**INSTRUCTIONS TO FOLLOW**
List each line in the records below that contains the word "white", copying every matching line in full. Case counts.

Some records:

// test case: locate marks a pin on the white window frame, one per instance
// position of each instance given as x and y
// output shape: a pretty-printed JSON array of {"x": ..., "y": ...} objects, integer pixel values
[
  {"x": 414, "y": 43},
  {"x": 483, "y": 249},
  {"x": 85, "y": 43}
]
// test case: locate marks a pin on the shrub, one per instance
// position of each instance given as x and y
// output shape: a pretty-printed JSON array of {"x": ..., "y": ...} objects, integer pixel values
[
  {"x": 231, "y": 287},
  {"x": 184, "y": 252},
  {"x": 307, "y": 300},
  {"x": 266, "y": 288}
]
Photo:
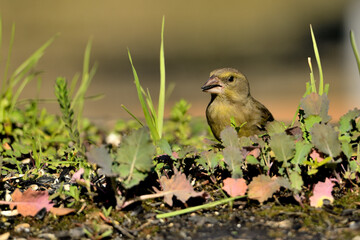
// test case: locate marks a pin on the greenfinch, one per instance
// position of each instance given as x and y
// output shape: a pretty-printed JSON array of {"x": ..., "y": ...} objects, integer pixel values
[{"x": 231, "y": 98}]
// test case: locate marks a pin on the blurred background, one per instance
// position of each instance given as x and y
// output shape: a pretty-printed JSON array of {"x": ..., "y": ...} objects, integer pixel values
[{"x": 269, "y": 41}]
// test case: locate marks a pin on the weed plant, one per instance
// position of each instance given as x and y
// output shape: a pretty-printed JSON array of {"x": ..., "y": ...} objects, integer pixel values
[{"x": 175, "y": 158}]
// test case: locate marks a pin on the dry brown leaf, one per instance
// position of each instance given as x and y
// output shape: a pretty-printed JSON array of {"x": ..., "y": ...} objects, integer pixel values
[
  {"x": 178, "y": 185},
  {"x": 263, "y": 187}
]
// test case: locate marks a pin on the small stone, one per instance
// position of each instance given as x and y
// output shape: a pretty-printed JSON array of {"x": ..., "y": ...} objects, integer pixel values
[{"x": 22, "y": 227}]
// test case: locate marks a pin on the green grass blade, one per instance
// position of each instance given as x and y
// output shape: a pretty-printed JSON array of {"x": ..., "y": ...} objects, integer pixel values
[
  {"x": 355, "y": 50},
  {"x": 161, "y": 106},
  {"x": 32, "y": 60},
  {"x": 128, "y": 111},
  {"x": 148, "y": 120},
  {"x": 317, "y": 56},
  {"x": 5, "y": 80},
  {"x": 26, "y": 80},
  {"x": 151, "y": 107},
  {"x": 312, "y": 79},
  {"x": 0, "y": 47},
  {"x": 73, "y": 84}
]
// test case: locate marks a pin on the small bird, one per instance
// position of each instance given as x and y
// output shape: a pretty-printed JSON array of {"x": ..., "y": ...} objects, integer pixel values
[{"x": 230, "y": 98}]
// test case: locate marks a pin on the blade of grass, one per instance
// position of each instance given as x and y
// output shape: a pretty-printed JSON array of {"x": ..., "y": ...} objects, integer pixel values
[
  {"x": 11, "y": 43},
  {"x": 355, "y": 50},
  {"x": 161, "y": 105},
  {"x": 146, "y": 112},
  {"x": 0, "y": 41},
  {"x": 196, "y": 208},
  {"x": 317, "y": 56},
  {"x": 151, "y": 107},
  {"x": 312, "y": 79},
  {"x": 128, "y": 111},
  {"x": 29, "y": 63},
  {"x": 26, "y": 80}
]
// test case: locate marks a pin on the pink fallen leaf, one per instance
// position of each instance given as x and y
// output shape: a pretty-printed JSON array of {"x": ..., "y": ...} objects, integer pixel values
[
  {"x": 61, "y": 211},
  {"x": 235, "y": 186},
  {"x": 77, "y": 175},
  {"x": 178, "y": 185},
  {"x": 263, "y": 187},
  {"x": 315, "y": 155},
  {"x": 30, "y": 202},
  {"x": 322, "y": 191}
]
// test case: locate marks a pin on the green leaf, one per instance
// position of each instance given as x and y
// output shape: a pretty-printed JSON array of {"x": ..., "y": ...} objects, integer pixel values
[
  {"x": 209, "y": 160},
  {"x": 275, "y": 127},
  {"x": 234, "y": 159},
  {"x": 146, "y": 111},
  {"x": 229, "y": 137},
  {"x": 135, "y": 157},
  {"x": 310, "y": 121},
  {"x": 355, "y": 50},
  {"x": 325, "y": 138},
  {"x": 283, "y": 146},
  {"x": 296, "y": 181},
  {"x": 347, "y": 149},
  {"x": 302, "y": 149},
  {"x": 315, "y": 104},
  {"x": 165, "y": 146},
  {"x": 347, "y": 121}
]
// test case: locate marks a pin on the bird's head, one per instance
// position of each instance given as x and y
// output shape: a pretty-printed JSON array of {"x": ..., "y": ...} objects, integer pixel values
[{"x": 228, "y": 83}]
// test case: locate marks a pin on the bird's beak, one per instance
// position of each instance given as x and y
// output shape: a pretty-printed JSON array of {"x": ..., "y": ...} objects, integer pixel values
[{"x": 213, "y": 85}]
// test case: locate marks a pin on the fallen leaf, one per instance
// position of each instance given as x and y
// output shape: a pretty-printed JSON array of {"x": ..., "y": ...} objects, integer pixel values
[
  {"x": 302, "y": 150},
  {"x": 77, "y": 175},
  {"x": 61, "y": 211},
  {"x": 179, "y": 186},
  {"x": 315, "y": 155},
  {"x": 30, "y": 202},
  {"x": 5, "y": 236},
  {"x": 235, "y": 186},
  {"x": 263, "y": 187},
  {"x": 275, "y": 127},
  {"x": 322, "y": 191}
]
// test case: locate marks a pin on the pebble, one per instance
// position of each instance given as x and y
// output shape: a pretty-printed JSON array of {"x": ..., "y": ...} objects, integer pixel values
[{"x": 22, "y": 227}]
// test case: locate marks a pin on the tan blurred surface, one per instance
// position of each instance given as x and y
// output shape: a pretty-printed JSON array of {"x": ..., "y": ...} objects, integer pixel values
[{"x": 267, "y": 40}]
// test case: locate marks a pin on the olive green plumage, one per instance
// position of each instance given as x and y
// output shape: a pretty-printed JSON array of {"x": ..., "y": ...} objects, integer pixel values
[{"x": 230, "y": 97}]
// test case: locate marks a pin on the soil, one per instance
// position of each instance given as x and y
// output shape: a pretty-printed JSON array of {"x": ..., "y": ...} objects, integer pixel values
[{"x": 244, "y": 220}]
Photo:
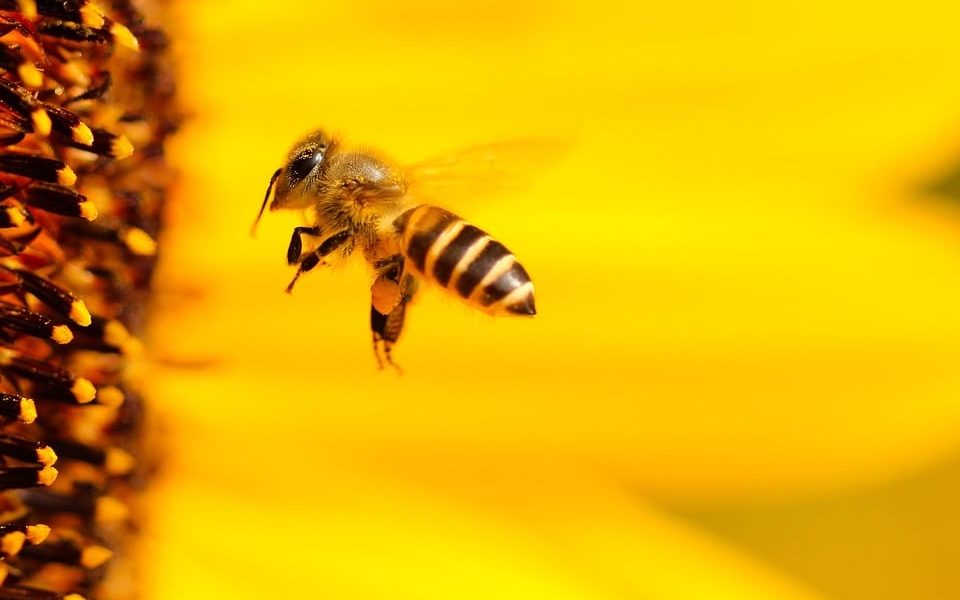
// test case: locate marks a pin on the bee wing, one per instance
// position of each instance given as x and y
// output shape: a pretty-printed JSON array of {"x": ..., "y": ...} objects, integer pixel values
--
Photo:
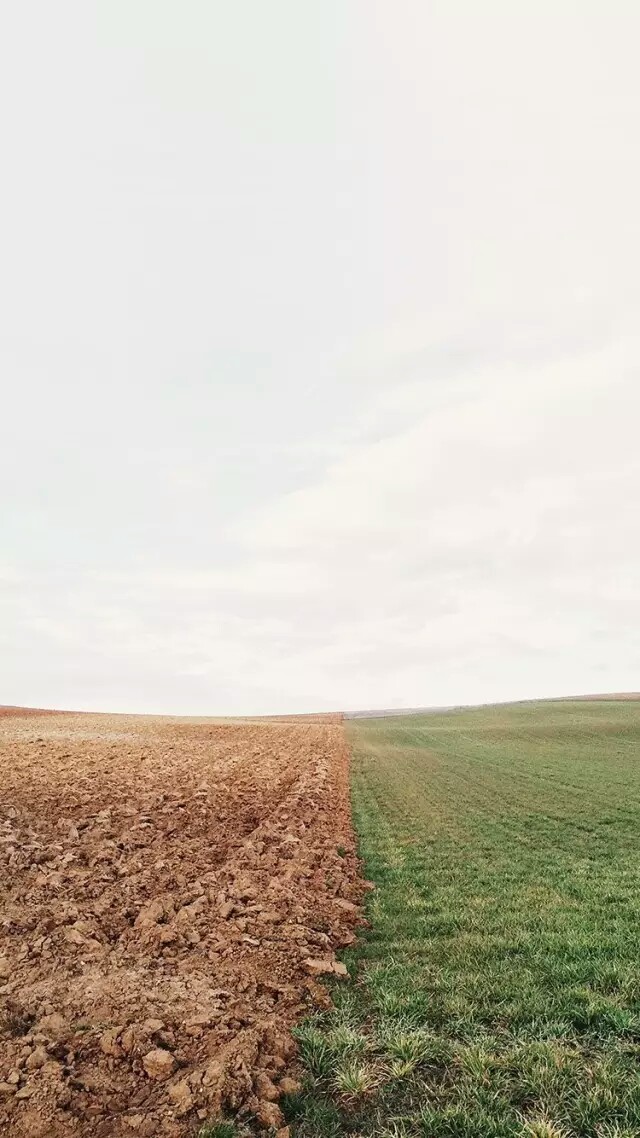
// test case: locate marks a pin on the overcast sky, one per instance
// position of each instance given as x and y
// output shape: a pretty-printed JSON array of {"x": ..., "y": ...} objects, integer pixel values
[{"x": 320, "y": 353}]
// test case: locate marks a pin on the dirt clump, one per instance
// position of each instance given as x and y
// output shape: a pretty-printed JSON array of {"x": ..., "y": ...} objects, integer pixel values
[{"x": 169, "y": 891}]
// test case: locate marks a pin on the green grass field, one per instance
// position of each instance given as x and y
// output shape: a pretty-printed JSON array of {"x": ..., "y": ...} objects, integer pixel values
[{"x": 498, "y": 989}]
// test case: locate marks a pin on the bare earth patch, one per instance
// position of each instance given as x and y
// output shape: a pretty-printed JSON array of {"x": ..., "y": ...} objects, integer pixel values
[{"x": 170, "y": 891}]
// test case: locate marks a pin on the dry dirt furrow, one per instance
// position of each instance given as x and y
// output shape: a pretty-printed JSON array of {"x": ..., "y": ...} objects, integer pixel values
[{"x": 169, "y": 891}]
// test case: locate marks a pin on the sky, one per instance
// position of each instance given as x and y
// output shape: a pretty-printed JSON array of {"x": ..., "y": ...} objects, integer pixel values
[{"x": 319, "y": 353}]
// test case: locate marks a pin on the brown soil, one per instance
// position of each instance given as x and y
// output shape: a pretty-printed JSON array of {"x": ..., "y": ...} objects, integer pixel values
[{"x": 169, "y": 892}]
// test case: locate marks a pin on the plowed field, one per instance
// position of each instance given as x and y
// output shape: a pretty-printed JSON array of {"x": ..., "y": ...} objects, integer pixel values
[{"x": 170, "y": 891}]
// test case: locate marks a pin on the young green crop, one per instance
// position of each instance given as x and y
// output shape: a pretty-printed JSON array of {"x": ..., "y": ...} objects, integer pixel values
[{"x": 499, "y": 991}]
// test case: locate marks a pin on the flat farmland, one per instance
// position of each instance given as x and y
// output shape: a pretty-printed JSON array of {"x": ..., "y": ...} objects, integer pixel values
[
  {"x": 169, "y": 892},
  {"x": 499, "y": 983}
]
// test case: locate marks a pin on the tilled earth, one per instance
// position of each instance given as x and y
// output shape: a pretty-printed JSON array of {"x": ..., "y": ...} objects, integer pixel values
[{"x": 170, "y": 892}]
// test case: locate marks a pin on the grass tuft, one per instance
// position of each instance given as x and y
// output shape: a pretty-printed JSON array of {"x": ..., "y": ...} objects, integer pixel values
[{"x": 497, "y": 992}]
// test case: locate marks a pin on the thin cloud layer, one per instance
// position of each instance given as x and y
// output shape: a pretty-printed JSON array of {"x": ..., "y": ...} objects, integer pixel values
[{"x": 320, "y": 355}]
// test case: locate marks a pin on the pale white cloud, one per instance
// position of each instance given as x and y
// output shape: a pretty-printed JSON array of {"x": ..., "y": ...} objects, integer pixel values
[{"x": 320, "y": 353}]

**ANSWER BELOW**
// test case: locate marks a pin on the white window frame, one per instance
// test case: locate marks a pin on the pale white cloud, one per instance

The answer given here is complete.